▶ THE EXERCISE
Reproduce verbatim the lines below, starting at the line that contains "Practice step: put one dot on the shirt sleeve" and stopping after the final line.

▶ RECORDS TO USE

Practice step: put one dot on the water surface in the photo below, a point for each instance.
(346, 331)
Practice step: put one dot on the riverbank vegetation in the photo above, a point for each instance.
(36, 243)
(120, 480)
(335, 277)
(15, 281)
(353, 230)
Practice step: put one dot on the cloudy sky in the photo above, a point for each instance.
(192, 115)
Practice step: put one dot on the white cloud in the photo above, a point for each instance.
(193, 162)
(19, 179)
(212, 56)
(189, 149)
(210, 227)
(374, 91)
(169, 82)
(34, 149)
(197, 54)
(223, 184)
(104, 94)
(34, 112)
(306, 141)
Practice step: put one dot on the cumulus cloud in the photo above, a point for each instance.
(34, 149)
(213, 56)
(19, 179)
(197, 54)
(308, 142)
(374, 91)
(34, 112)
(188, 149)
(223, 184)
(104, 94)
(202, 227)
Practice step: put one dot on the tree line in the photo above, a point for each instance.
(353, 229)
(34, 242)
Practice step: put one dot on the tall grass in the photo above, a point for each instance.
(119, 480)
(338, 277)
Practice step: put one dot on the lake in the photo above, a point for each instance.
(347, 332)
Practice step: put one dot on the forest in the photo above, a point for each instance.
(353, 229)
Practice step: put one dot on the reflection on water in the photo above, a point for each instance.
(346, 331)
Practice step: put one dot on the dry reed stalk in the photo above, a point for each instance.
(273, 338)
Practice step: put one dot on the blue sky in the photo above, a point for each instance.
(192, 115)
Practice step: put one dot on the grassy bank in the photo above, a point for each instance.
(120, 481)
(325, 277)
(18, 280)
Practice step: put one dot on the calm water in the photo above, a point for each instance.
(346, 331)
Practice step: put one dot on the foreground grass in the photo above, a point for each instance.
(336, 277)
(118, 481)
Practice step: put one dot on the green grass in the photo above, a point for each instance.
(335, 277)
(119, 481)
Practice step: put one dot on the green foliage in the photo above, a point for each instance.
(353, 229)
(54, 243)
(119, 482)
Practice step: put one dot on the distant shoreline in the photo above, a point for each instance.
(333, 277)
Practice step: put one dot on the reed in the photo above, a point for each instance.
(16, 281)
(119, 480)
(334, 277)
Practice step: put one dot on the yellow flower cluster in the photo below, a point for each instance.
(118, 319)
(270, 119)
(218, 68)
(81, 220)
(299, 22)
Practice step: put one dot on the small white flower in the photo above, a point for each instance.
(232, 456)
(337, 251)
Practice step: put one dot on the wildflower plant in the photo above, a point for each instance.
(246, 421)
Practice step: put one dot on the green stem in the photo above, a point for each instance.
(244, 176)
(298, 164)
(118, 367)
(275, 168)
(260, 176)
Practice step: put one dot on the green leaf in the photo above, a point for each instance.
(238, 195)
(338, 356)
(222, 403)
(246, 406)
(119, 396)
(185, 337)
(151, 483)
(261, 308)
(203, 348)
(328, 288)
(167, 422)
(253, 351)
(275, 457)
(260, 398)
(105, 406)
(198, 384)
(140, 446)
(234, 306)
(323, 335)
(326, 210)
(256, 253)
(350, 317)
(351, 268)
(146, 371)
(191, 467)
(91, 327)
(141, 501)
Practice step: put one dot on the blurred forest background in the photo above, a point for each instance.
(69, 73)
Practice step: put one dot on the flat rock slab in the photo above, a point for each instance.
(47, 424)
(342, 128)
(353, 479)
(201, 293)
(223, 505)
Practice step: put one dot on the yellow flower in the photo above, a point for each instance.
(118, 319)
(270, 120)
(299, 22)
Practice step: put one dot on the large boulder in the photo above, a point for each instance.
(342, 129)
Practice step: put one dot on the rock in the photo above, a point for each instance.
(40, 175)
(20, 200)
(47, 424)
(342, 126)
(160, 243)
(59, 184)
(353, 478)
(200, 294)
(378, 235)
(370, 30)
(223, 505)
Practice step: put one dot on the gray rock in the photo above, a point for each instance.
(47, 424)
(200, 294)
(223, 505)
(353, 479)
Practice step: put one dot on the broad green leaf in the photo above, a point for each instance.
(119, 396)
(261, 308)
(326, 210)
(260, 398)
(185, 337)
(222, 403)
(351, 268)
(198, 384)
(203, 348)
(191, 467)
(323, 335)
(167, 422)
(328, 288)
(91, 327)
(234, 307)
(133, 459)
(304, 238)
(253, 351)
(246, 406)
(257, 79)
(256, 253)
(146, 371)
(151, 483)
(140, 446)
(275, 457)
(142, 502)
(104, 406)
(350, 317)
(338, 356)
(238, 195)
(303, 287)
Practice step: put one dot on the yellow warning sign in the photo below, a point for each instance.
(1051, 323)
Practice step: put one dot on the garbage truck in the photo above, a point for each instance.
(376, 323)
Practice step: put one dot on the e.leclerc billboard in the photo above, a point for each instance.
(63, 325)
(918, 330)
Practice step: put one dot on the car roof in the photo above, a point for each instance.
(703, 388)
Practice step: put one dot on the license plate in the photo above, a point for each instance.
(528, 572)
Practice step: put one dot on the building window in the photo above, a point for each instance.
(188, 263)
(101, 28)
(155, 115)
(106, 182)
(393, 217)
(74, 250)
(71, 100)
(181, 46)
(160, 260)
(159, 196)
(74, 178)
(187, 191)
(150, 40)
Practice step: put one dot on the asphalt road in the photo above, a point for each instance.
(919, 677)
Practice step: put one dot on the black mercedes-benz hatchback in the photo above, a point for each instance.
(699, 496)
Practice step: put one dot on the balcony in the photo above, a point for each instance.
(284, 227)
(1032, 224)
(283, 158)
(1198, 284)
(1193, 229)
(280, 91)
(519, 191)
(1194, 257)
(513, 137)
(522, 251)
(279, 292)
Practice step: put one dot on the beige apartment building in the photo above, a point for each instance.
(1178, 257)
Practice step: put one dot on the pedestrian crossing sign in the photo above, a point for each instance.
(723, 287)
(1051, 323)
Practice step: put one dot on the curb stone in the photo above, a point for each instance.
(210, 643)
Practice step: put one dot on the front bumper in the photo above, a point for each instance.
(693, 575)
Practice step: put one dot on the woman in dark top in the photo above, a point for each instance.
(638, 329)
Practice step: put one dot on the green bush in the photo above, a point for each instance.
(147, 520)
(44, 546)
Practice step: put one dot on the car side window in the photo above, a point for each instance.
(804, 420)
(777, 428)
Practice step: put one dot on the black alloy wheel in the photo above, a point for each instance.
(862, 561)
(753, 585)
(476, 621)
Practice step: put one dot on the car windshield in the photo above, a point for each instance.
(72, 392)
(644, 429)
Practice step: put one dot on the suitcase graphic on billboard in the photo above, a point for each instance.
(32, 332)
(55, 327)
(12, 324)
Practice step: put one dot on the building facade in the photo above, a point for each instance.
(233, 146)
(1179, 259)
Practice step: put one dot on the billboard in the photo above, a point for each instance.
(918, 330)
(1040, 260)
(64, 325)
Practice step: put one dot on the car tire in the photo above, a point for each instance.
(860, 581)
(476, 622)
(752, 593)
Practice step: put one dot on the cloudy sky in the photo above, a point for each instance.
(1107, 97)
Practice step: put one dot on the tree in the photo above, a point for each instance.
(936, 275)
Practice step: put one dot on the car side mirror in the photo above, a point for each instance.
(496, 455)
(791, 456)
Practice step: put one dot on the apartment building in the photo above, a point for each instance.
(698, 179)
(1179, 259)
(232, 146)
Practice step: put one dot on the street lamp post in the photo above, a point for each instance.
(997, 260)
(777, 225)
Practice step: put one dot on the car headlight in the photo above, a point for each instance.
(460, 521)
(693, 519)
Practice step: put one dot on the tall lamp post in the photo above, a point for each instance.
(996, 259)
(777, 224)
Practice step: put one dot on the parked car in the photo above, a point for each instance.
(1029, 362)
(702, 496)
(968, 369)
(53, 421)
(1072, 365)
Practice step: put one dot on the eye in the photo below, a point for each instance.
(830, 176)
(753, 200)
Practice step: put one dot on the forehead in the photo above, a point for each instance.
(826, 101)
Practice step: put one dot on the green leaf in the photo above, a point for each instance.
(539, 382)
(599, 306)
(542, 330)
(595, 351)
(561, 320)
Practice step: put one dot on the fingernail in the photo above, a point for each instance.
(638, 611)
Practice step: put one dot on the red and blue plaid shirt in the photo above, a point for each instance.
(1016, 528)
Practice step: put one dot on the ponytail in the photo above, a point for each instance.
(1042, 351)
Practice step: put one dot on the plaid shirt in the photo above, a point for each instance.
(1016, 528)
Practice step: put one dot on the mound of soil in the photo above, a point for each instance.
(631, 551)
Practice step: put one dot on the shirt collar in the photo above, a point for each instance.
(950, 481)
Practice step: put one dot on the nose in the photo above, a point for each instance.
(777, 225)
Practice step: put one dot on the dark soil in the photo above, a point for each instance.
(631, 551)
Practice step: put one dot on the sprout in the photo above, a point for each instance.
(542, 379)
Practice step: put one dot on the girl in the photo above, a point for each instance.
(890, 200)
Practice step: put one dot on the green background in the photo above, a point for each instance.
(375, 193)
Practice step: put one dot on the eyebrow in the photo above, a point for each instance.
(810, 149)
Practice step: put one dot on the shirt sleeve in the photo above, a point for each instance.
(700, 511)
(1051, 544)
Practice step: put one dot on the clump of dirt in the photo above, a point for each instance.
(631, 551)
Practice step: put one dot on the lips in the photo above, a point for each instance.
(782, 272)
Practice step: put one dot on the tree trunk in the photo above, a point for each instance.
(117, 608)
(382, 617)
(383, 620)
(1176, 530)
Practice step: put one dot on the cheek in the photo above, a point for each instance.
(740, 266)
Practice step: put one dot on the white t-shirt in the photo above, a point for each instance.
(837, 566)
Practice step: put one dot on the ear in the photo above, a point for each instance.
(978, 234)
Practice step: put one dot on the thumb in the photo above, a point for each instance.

▶ EXERCISE OUTPUT
Practice step: put one dot on the shirt sleeve in the photo above, a point for each instance.
(700, 511)
(1051, 544)
Practice step: put one dot on the clump of dirt in the photo above, a point for each instance.
(631, 551)
Practice step: put one dot on the lips in the photo above, a point for each instance.
(782, 272)
Practice step: put one dot on the tree trunk in the photo above, a point for each instance.
(117, 608)
(382, 617)
(383, 620)
(1176, 530)
Practice step: put one dot on the cheek in the photo above, a point for each instance.
(740, 266)
Practice step: put one dot on the white t-shirt in the photo above, a point for each instance.
(837, 566)
Practice step: put one dot on the ear in the photo above, a point for each instance.
(978, 234)
Practice step: put one dot on the thumb in the photo above, a point for each instance.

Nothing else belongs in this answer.